= Quoted passage =
____________________
Photocatalytic oxidation activities

Recent reports demonstrated that g-C3N4-based catalysts have exhibited appreciable results for the selective oxidation of benzyl alcohol to benzaldehyde with O2 as the benign oxidant [60,61,62], and the key for raising the product selectivity is to avoid the generation of nonselective species ·OH radicals during photocatalysis process [63]. Since the above radical trapping results confirmed that ·OH species barely involved in the photocatalytic system over BiOCl/RGO/PCN catalyst, we infer that BiOCl/RGO/PCN composite is a potential visible-light-driven photocatalyst for selective oxidation of benzyl alcohol. Table 2 shows the photocatalytic performance of the selective aerobic oxidation of benzyl alcohol to benzaldehyde by the as-prepared catalysts. Up to 10 h visible-light illumination, BiOCl/RGO/PCN catalyst performs the best activity, showing the highest conversion rate of 71.6% along with a ca. 99% high selectivity to benzaldehyde. Blank experiment in the absence of visible light was also performed, and negligible conversion of benzyl alcohol is observed therefore confirming the requisite of visible-light illumination in the reaction. It can be found that BiOCl catalyst shows no reaction activity, which is resulted from its nonresponsivity to visible light. For the performance of CN, PCN and BiOCl/PCN samples, the conversion rate order is the same as the trend of photodegradation of TC, which is BiOCl/PCN > PCN > CN, indicating that the conversion rate of benzyl alcohol increased with the protonation of pristine g-C3N4 and further improved with the coupling of BiOCl.
____________________
= Items =
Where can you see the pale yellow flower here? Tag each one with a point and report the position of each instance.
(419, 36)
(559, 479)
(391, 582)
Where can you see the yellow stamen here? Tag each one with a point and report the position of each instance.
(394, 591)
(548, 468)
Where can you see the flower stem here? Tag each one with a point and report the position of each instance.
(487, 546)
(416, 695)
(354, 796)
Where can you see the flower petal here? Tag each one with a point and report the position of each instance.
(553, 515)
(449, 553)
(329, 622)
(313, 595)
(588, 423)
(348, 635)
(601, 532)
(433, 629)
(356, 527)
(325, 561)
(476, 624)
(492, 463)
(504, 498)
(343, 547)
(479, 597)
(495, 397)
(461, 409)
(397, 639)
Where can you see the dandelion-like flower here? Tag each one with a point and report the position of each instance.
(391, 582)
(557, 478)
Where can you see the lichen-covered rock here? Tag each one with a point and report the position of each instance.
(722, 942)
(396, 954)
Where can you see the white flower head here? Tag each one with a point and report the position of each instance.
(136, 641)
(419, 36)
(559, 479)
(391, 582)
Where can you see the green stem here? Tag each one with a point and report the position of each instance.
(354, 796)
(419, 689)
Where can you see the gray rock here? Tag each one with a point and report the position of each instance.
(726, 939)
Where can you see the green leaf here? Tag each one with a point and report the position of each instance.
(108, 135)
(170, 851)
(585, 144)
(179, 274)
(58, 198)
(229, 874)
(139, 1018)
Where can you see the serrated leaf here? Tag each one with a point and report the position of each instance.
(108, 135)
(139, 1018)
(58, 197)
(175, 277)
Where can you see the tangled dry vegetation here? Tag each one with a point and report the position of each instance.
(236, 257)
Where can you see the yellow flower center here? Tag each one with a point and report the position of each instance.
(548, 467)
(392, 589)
____________________
= Parts of the exercise =
1. For the passage on photocatalytic oxidation, decide whether each statement agrees with it. Answer yes or no for each, and quote the words from the passage that settle it.
(a) After 10 h of visible-light illumination, BiOCl/RGO/PCN reached a benzyl alcohol conversion rate of 71.6%.
(b) BiOCl by itself showed strong reaction activity under visible light.
(c) The blank experiment without visible light produced substantial conversion of benzyl alcohol.
2. Please put the lines of the records into a numbered list, from the line holding "Where can you see the lichen-covered" through the end of the records, inclusive, and leave out blank lines.
The text and the records have no connection to each other.

= Outputs in order =
1.
(a) Yes: "showing the highest conversion rate of 71.6% along with a ca. 99% high selectivity to benzaldehyde"
(b) No: "It can be found that BiOCl catalyst shows no reaction activity"
(c) No: "negligible conversion of benzyl alcohol is observed"

2.
1. Where can you see the lichen-covered rock here? Tag each one with a point and report the position of each instance.
2. (722, 942)
3. (396, 954)
4. Where can you see the white flower head here? Tag each one with a point and report the position of each instance.
5. (136, 641)
6. (419, 36)
7. (559, 479)
8. (391, 582)
9. Where can you see the green stem here? Tag each one with a point and report the position of each instance.
10. (354, 796)
11. (419, 689)
12. Where can you see the gray rock here? Tag each one with a point and report the position of each instance.
13. (726, 939)
14. Where can you see the green leaf here? Tag each one with a point and report the position of each instance.
15. (108, 135)
16. (170, 851)
17. (585, 144)
18. (179, 274)
19. (58, 198)
20. (229, 874)
21. (139, 1018)
22. Where can you see the serrated leaf here? Tag each one with a point and report the position of each instance.
23. (108, 135)
24. (139, 1018)
25. (58, 197)
26. (175, 277)
27. Where can you see the tangled dry vegetation here? Tag each one with a point and report the position of each instance.
28. (236, 257)
29. Where can you see the yellow flower center here? Tag each one with a point and report the position of each instance.
30. (548, 467)
31. (392, 589)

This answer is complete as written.